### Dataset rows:
---*---
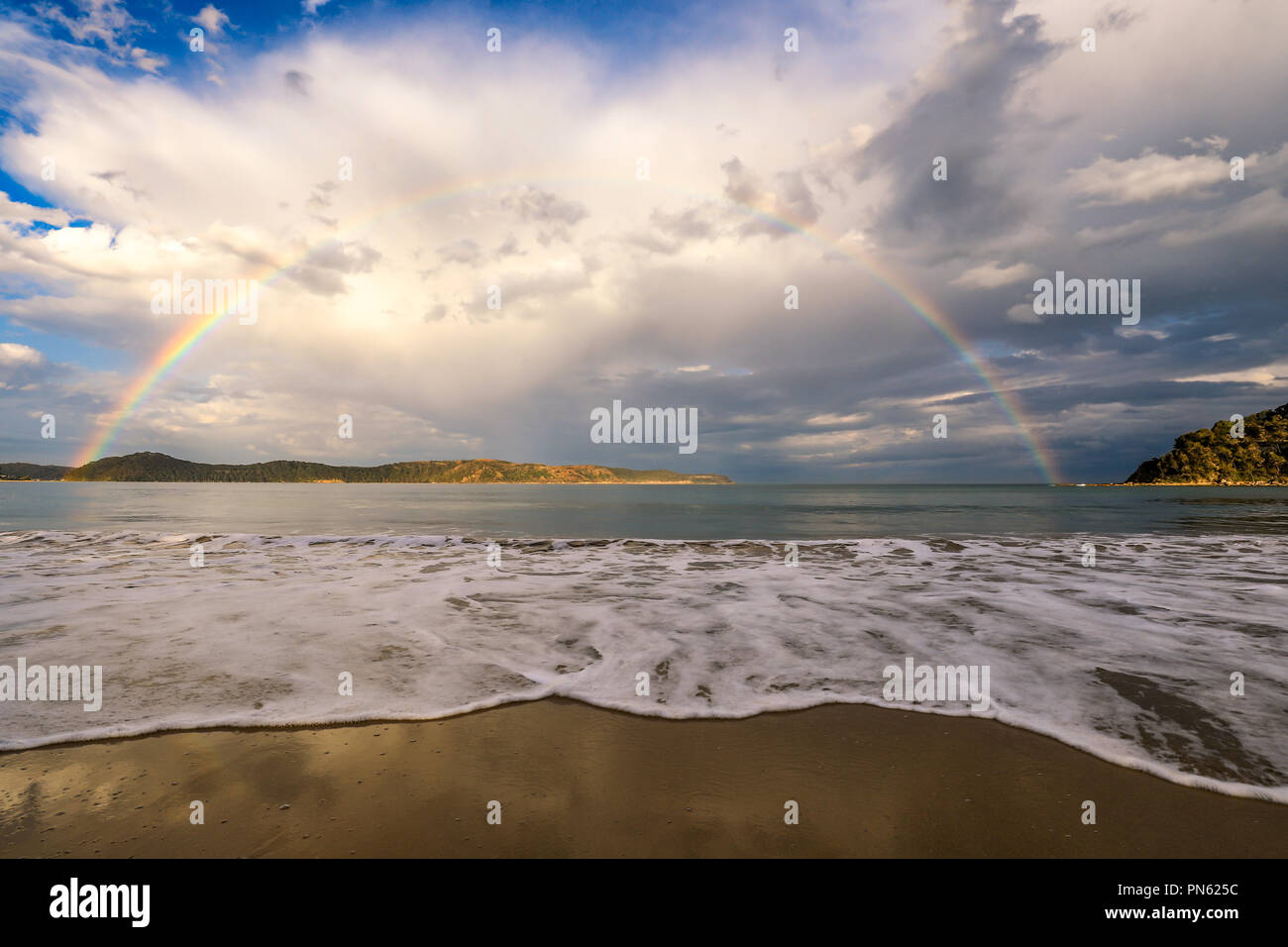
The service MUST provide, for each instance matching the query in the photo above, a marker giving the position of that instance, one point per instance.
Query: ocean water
(589, 587)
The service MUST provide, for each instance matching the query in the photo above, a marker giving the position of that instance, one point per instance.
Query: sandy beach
(574, 780)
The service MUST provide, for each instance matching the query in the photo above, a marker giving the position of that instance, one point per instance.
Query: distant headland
(1252, 453)
(161, 468)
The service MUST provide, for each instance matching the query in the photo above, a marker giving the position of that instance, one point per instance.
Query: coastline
(576, 780)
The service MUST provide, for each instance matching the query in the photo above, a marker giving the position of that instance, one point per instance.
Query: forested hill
(163, 468)
(1211, 455)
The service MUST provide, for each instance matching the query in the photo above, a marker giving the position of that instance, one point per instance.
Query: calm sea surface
(657, 512)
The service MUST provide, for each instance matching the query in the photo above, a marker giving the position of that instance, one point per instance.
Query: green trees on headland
(1214, 455)
(162, 468)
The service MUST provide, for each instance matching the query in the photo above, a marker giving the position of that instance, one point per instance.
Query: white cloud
(990, 275)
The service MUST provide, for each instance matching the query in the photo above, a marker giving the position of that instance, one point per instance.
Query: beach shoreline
(580, 781)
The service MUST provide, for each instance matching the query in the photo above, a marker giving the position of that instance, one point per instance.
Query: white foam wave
(1129, 660)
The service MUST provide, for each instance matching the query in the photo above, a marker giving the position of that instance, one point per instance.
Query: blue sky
(665, 290)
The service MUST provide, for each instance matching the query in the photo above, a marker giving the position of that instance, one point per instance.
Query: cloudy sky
(642, 184)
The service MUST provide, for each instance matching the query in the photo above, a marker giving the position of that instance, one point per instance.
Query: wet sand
(574, 780)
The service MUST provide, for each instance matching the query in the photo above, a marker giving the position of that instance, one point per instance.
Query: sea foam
(1129, 659)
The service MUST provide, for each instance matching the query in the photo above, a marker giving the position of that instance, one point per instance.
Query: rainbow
(187, 338)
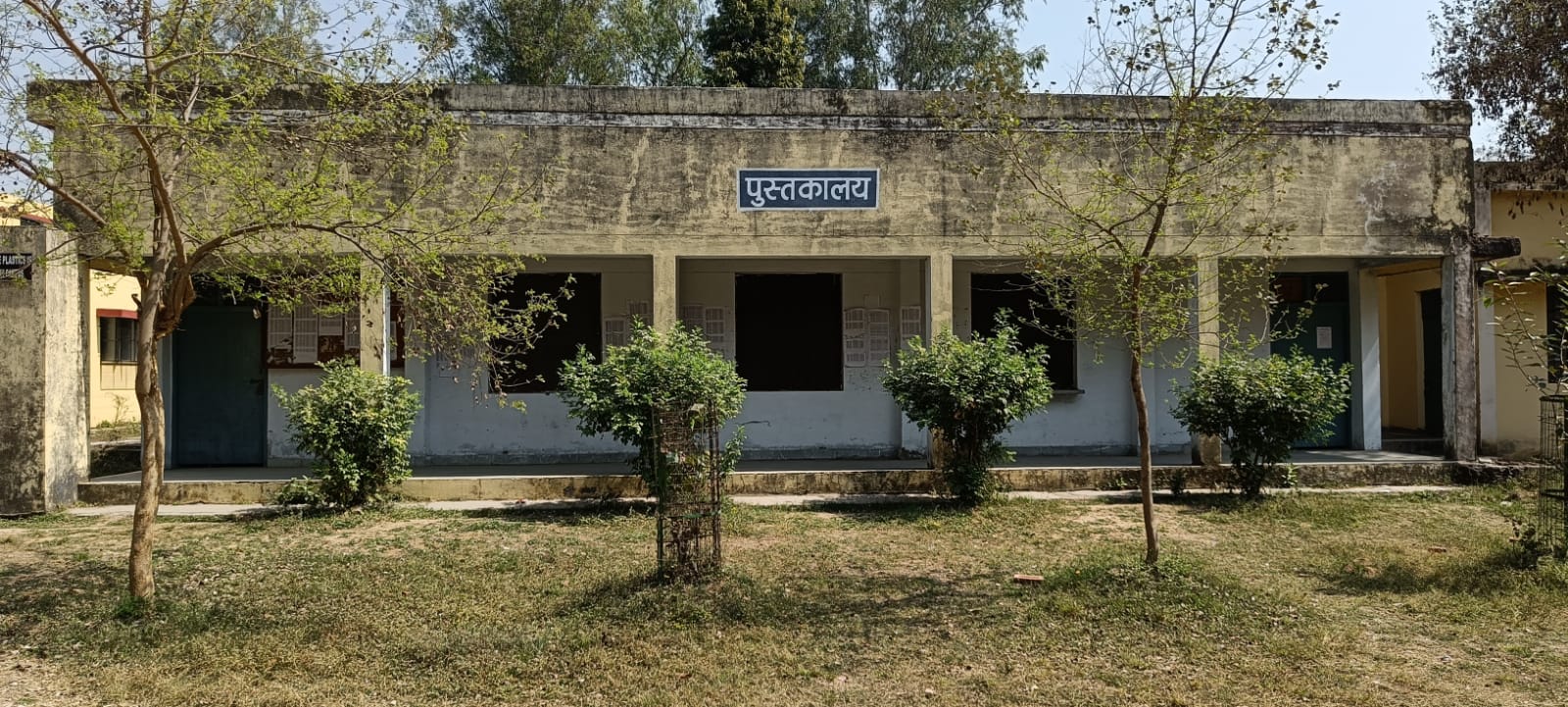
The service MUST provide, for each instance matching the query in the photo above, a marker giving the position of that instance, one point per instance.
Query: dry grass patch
(1305, 599)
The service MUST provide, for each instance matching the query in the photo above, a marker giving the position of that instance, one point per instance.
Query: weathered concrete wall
(43, 394)
(627, 165)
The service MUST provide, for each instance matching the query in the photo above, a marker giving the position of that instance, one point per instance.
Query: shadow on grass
(33, 593)
(1104, 586)
(1501, 570)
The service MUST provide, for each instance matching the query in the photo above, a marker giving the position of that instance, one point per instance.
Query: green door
(1432, 359)
(220, 387)
(1314, 311)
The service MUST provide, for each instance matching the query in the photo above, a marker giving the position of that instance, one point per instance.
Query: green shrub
(1262, 406)
(969, 394)
(673, 371)
(355, 424)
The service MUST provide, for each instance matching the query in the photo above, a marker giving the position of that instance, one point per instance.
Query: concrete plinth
(43, 390)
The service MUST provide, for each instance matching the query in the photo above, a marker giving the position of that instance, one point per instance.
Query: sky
(1382, 49)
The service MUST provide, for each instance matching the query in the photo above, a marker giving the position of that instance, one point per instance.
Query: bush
(656, 371)
(357, 426)
(1261, 408)
(969, 394)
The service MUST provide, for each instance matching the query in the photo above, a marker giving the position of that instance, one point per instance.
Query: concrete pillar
(375, 324)
(1460, 426)
(43, 389)
(666, 290)
(1486, 334)
(417, 374)
(938, 293)
(1206, 447)
(1487, 369)
(1366, 390)
(913, 442)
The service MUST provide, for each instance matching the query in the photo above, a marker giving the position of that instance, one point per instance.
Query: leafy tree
(537, 42)
(355, 426)
(1509, 58)
(655, 372)
(541, 42)
(661, 41)
(843, 42)
(1128, 227)
(938, 44)
(170, 160)
(1261, 406)
(969, 394)
(755, 42)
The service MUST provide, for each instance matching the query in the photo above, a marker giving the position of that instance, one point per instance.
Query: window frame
(587, 295)
(1029, 334)
(122, 345)
(747, 328)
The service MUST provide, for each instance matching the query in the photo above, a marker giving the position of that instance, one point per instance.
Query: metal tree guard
(689, 484)
(1552, 486)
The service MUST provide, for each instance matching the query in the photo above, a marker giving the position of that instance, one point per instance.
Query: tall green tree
(538, 42)
(843, 42)
(1510, 60)
(755, 42)
(169, 159)
(941, 44)
(1126, 227)
(659, 41)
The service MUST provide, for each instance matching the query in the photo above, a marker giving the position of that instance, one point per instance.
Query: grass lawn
(1300, 599)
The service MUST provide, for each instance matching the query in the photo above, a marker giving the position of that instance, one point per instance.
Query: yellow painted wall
(1539, 220)
(112, 386)
(1399, 335)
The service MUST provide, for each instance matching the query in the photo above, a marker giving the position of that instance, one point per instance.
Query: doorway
(220, 387)
(1313, 314)
(1432, 361)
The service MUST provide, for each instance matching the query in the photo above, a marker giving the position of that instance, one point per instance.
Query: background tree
(755, 42)
(543, 42)
(167, 159)
(661, 41)
(940, 44)
(904, 44)
(1118, 225)
(843, 42)
(1510, 60)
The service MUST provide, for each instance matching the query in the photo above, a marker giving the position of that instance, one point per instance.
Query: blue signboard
(807, 188)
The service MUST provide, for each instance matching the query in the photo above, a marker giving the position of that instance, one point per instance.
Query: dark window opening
(537, 369)
(117, 340)
(1556, 298)
(789, 331)
(1039, 322)
(1311, 287)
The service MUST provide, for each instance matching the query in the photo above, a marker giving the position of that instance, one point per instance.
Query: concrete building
(670, 204)
(655, 207)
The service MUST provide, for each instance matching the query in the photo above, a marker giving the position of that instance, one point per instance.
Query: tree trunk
(149, 395)
(1152, 555)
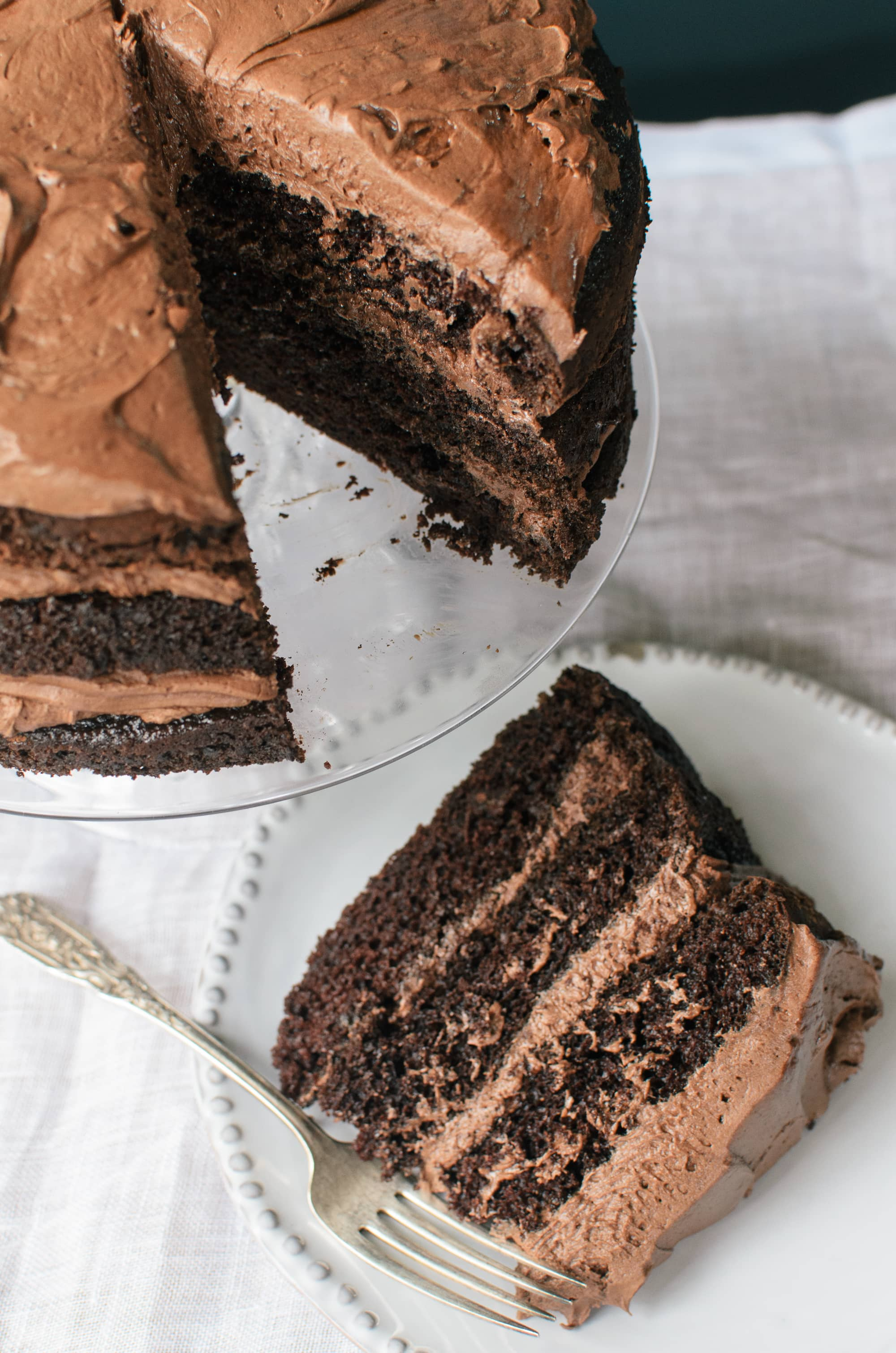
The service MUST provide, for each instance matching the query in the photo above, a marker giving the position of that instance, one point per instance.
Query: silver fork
(385, 1222)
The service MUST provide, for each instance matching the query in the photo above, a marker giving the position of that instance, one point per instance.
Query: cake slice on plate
(576, 1004)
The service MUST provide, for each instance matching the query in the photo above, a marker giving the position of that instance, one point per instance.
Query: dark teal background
(694, 59)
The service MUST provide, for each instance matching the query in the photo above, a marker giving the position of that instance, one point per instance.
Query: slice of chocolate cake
(576, 1004)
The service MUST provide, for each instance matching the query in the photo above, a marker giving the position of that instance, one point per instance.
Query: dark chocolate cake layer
(574, 1003)
(294, 310)
(339, 316)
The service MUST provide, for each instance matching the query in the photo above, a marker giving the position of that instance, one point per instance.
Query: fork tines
(401, 1228)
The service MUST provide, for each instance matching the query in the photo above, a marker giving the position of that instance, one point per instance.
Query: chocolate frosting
(466, 126)
(29, 702)
(101, 410)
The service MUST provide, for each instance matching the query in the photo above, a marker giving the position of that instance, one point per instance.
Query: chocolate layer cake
(416, 225)
(576, 1004)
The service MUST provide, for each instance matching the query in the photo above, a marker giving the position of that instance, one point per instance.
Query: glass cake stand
(367, 616)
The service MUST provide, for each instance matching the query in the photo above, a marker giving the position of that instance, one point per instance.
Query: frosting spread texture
(99, 413)
(29, 702)
(467, 126)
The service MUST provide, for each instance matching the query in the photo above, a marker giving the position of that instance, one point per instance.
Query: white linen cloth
(769, 287)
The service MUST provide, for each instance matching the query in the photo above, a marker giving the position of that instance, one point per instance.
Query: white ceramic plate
(806, 1262)
(393, 620)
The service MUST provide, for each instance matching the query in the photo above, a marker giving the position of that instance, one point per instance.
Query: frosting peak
(466, 125)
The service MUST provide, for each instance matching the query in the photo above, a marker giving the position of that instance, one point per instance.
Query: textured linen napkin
(769, 287)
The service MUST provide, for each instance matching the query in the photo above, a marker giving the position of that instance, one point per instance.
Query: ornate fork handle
(73, 953)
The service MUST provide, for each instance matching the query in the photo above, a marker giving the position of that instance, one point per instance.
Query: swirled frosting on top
(466, 125)
(101, 409)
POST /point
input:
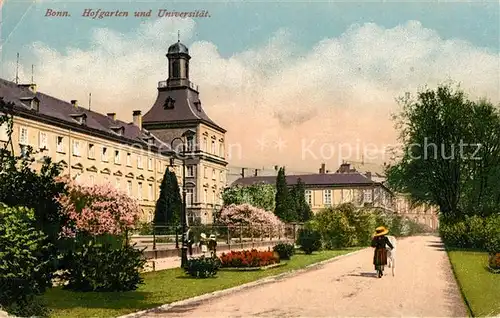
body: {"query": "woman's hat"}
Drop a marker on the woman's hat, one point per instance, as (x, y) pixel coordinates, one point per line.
(381, 230)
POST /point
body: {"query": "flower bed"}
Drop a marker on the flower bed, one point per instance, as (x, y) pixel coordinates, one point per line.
(252, 258)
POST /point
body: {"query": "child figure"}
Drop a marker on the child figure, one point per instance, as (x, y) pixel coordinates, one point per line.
(212, 245)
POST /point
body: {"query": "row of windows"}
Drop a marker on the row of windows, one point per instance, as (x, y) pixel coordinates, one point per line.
(213, 149)
(327, 196)
(77, 147)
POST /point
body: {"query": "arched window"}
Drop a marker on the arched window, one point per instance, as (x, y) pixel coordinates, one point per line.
(176, 69)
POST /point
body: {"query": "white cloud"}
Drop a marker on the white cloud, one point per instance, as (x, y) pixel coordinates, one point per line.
(341, 90)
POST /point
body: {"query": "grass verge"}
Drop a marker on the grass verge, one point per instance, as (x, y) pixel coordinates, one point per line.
(165, 287)
(479, 287)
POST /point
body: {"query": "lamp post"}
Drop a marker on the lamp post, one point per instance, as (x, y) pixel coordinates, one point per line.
(186, 136)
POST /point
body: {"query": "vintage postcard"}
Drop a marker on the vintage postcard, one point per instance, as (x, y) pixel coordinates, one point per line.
(159, 158)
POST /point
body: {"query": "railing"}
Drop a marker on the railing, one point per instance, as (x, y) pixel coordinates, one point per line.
(169, 237)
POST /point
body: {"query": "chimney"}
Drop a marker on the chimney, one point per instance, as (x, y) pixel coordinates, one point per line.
(111, 116)
(322, 170)
(137, 118)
---*---
### Requirement:
Tally the lines of the items above that contain the string "frosting". Give only the number.

### Exercise solution:
4